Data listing
((

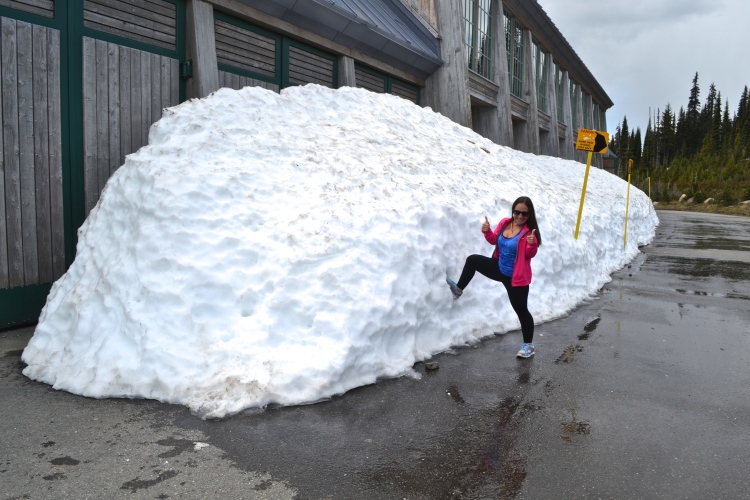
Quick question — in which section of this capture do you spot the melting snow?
[23,85,658,417]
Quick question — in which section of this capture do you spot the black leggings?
[457,255,534,344]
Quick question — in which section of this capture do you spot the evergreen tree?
[629,127,643,167]
[734,85,750,153]
[711,92,723,154]
[684,71,701,157]
[721,100,734,157]
[659,104,675,167]
[674,106,688,156]
[641,116,656,170]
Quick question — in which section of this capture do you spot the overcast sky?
[539,0,750,134]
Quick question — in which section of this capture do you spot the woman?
[446,196,542,358]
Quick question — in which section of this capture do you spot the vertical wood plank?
[107,43,121,179]
[2,18,23,287]
[0,20,10,288]
[96,40,109,201]
[47,29,65,280]
[32,26,54,283]
[139,51,152,146]
[169,59,180,106]
[83,37,99,216]
[149,54,162,128]
[130,49,143,153]
[159,56,172,116]
[120,47,133,165]
[16,22,39,285]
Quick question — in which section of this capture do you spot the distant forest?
[609,73,750,205]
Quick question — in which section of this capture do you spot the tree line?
[609,73,750,205]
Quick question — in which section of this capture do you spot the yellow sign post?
[622,160,633,247]
[573,128,609,239]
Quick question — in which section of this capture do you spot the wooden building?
[0,0,612,328]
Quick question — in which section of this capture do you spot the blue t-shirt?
[497,231,521,276]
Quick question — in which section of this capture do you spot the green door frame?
[0,0,186,330]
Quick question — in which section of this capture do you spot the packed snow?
[23,85,658,418]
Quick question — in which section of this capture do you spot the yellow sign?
[576,128,609,154]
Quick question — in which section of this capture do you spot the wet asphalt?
[0,211,750,499]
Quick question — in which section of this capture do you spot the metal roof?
[239,0,443,79]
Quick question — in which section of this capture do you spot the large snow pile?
[23,86,658,417]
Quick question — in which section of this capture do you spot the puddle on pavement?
[643,254,750,281]
[445,385,466,404]
[560,408,591,443]
[362,398,541,499]
[578,317,602,340]
[692,238,750,252]
[555,344,583,363]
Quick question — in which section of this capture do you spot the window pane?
[511,19,524,98]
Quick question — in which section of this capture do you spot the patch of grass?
[654,201,750,217]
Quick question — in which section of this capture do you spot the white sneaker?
[516,342,535,358]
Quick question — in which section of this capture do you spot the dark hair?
[510,196,542,246]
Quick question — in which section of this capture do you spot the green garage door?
[0,0,185,329]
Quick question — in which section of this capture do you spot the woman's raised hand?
[482,215,490,233]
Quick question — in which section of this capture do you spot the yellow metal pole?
[622,160,633,247]
[573,151,594,239]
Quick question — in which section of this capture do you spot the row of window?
[214,12,419,103]
[463,0,603,130]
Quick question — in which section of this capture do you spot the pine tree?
[629,127,643,167]
[711,92,723,154]
[721,100,734,157]
[684,72,701,158]
[641,116,656,170]
[660,104,675,167]
[674,106,688,156]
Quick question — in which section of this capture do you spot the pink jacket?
[484,217,539,286]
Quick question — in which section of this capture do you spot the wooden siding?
[214,19,280,78]
[354,66,385,94]
[83,0,177,50]
[289,46,335,88]
[391,82,417,104]
[0,18,65,288]
[0,0,55,17]
[83,37,179,215]
[219,71,279,92]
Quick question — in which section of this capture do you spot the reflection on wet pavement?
[364,398,540,499]
[642,254,750,281]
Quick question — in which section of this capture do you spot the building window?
[354,64,419,104]
[555,63,565,123]
[594,104,602,130]
[504,13,523,99]
[581,92,591,129]
[534,43,549,113]
[568,78,578,134]
[464,0,494,80]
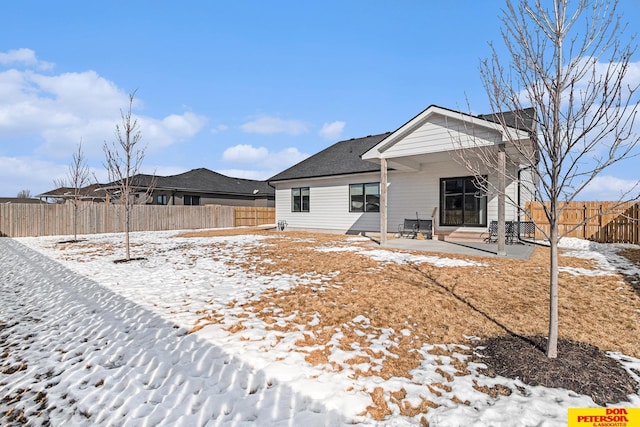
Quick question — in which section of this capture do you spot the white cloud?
[0,48,54,70]
[320,121,347,140]
[0,60,207,158]
[240,115,309,135]
[138,112,207,151]
[216,169,274,181]
[210,125,229,135]
[580,175,640,201]
[219,144,309,179]
[0,157,68,197]
[222,144,269,163]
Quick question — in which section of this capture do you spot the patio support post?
[497,144,507,256]
[380,158,387,246]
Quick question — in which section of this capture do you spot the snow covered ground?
[0,232,640,426]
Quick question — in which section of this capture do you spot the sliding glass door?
[440,176,487,227]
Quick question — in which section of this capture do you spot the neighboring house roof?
[106,168,275,198]
[0,197,44,204]
[37,184,106,200]
[268,132,389,182]
[155,168,275,197]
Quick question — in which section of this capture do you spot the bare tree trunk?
[498,144,507,256]
[546,218,558,358]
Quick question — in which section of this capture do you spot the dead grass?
[175,229,640,412]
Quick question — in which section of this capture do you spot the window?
[291,187,309,212]
[184,195,200,206]
[440,176,487,227]
[349,182,380,212]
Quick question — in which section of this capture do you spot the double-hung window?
[291,187,309,212]
[349,182,380,212]
[440,176,487,227]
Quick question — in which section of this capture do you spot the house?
[145,168,275,207]
[38,168,275,207]
[269,105,533,238]
[37,184,107,203]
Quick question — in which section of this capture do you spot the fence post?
[598,204,606,243]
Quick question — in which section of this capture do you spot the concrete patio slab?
[372,239,536,259]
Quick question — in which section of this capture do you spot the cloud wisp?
[240,115,309,136]
[320,120,347,140]
[219,144,309,179]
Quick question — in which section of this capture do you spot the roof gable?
[268,133,389,182]
[362,105,529,160]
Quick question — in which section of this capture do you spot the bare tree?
[465,0,639,358]
[67,141,91,242]
[103,92,153,261]
[16,190,31,199]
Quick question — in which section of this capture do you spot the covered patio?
[372,238,536,260]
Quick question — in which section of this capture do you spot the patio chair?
[398,218,419,239]
[484,221,498,243]
[418,219,433,240]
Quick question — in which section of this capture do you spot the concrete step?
[441,230,489,242]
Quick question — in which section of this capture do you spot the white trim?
[362,105,529,160]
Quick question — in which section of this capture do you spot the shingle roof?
[268,132,389,182]
[37,184,106,199]
[154,168,275,196]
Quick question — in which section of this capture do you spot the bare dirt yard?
[183,230,640,419]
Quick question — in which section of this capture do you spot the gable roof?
[362,105,535,160]
[267,132,389,182]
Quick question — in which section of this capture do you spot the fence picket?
[526,202,640,244]
[0,203,275,237]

))

> [Your instructions]
Convert all the lines of the material above into a numbered list, omitting any blank lines. Leave out the pictures.

> [Final result]
1. Quick question — in which section of this capture do you spot the melting snow?
2. [23,85,658,417]
3. Quick question — in which section of this capture do you spot the black leggings?
4. [457,255,534,344]
5. Quick question — in which section of this capture do you spot the evergreen tree?
6. [629,127,643,167]
7. [734,85,750,153]
8. [711,92,723,154]
9. [684,71,701,157]
10. [721,100,734,157]
11. [659,104,675,167]
12. [674,106,688,156]
13. [641,116,656,170]
14. Quick question — in which section of this capture do you spot the overcast sky?
15. [539,0,750,134]
16. Quick question — in which section of this capture do you spot the woman?
17. [446,196,542,358]
18. Quick question — in which section of this capture do you spot the vertical wood plank?
19. [107,43,121,179]
20. [2,18,23,287]
21. [0,20,10,288]
22. [96,40,109,201]
23. [47,29,65,280]
24. [32,26,54,283]
25. [139,51,152,146]
26. [169,59,180,106]
27. [83,37,99,216]
28. [149,54,162,128]
29. [130,49,143,153]
30. [159,56,172,116]
31. [120,47,133,165]
32. [16,22,39,285]
33. Quick question — in which section of this capture do you spot the distant forest?
34. [609,73,750,205]
35. Quick question — in which section of this capture do you spot the tree line?
36. [609,73,750,205]
37. Quick question — in which section of this capture do you spot the yellow sign post?
38. [622,160,633,247]
39. [573,128,609,239]
40. Quick question — in which section of this capture do you spot the wooden building?
41. [0,0,612,328]
42. Quick question — in which section of this capture do you spot the blue t-shirt?
43. [497,231,521,276]
44. Quick question — in which section of this capture do you spot the green door frame?
45. [0,0,186,330]
46. Quick question — in which section of this capture do you spot the packed snow?
47. [23,85,658,418]
48. Quick question — in which section of this capture do you spot the yellow sign?
49. [576,128,609,154]
50. Quick question — in which section of this capture do you spot the wet asphalt?
51. [0,211,750,499]
52. Quick question — in which section of this capture do you spot the metal roof?
53. [239,0,443,79]
54. Quick question — in which section of this capture do you spot the large snow pile?
55. [23,86,658,417]
56. Quick question — in which section of this capture do you spot the puddle on pavement?
57. [643,254,750,281]
58. [445,385,466,404]
59. [560,408,591,443]
60. [362,398,541,499]
61. [578,317,602,340]
62. [692,238,750,252]
63. [555,344,583,363]
64. Quick question — in which section of this capture do you spot the window pane?
65. [511,19,524,98]
66. Quick question — in which section of this capture do you spot the patch of grass?
67. [654,201,750,217]
68. Quick question — in which section of this capture do you spot the white sneaker?
69. [516,342,535,358]
70. Quick question — in which section of this capture do you spot the dark hair?
71. [510,196,542,246]
72. Quick question — in which section of this capture do you spot the green garage door?
73. [0,0,185,329]
74. Quick question — in which section of this capture do you spot the woman's raised hand?
75. [482,215,490,233]
76. Quick question — in which section of this capture do you spot the yellow metal pole?
77. [622,160,633,247]
78. [573,151,594,239]
79. Quick question — in which section of this capture do you spot the row of window?
80. [214,12,419,103]
81. [463,0,603,130]
82. Quick question — in which section of this capture do you spot the pine tree?
83. [629,127,643,167]
84. [711,92,723,154]
85. [721,100,734,157]
86. [684,72,701,158]
87. [641,116,656,170]
88. [660,104,675,167]
89. [674,106,688,156]
90. Quick question — in which section of this capture do you spot the pink jacket?
91. [484,217,539,286]
92. Quick question — in which section of this capture do you spot the wooden siding?
93. [214,19,280,78]
94. [354,66,385,94]
95. [83,0,177,50]
96. [289,46,335,88]
97. [391,82,417,104]
98. [0,18,65,288]
99. [0,0,55,17]
100. [83,37,179,215]
101. [219,71,279,92]
102. Quick question — in which section of this capture do you spot the reflection on wet pavement?
103. [364,398,540,499]
104. [642,254,750,281]
105. Quick question — in which section of this capture do you spot the building window?
106. [354,64,419,104]
107. [555,63,565,123]
108. [594,104,602,130]
109. [504,13,523,99]
110. [581,92,591,129]
111. [534,43,549,113]
112. [568,78,578,134]
113. [464,0,494,80]
114. Quick question — in which section of this capture do you spot the white cloud?
115. [0,48,54,70]
116. [320,121,347,140]
117. [0,60,207,158]
118. [240,115,309,135]
119. [138,112,207,151]
120. [216,169,274,181]
121. [210,125,229,135]
122. [580,175,640,201]
123. [219,144,309,179]
124. [0,157,68,197]
125. [222,144,269,163]
126. Quick question — in which section of this capture do you spot the patio support post?
127. [497,144,507,256]
128. [380,158,387,246]
129. Quick question — in which section of this capture do you spot the snow covered ground?
130. [0,232,640,426]
131. Quick question — in which section of this capture do you spot the sliding glass door?
132. [440,176,487,227]
133. Quick question — in which section of this capture do you spot the neighboring house roof?
134. [106,168,275,198]
135. [0,197,44,204]
136. [37,184,106,200]
137. [268,132,389,182]
138. [155,168,275,197]
139. Quick question — in which section of this capture do you spot the bare tree trunk?
140. [498,144,507,256]
141. [546,218,558,358]
142. Quick question — in which section of this capture do you spot the dead grass?
143. [175,229,640,412]
144. Quick question — in which section of this capture do you spot the window?
145. [291,187,309,212]
146. [184,195,200,206]
147. [440,176,487,227]
148. [349,182,380,212]
149. Quick question — in which section of this capture do you spot the double-hung window?
150. [291,187,309,212]
151. [349,182,380,212]
152. [440,176,487,227]
153. Quick question — in which section of this capture do you spot the house?
154. [145,168,275,207]
155. [38,168,275,207]
156. [269,105,533,238]
157. [37,184,107,203]
158. Quick question — in which section of this capture do you spot the fence post?
159. [598,204,606,243]
160. Quick question — in which section of this capture do you spot the concrete patio slab?
161. [372,239,536,259]
162. Quick question — in which section of this capture do you spot the cloud wisp?
163. [240,115,309,136]
164. [320,120,347,140]
165. [219,144,309,179]
166. Quick question — in which section of this capture do you spot the roof gable?
167. [268,133,389,182]
168. [362,105,529,160]
169. Quick question — in which section of this capture do you spot the bare tree?
170. [465,0,639,358]
171. [67,141,91,242]
172. [103,92,153,261]
173. [16,190,31,199]
174. Quick question — in which section of this capture do you spot the covered patio?
175. [372,238,536,260]
176. Quick question — in which section of this capture do you spot the patio chair?
177. [398,218,419,239]
178. [484,221,498,243]
179. [418,219,433,240]
180. Quick question — in which section of this capture do you spot the concrete step?
181. [441,230,489,242]
182. Quick question — in which section of this capture do you spot the white trim?
183. [362,105,529,160]
184. Quick question — in which section of this capture do you spot the shingle roof?
185. [268,132,389,182]
186. [37,184,106,199]
187. [154,168,275,196]
188. Quick question — in which section of this capture do you spot the bare dirt yard?
189. [183,230,640,419]
190. Quick question — in which section of this capture do you spot the gable roof?
191. [362,105,535,160]
192. [267,132,389,182]
193. Quick question — in which section of this capture do you spot the fence picket?
194. [526,202,640,244]
195. [0,203,275,237]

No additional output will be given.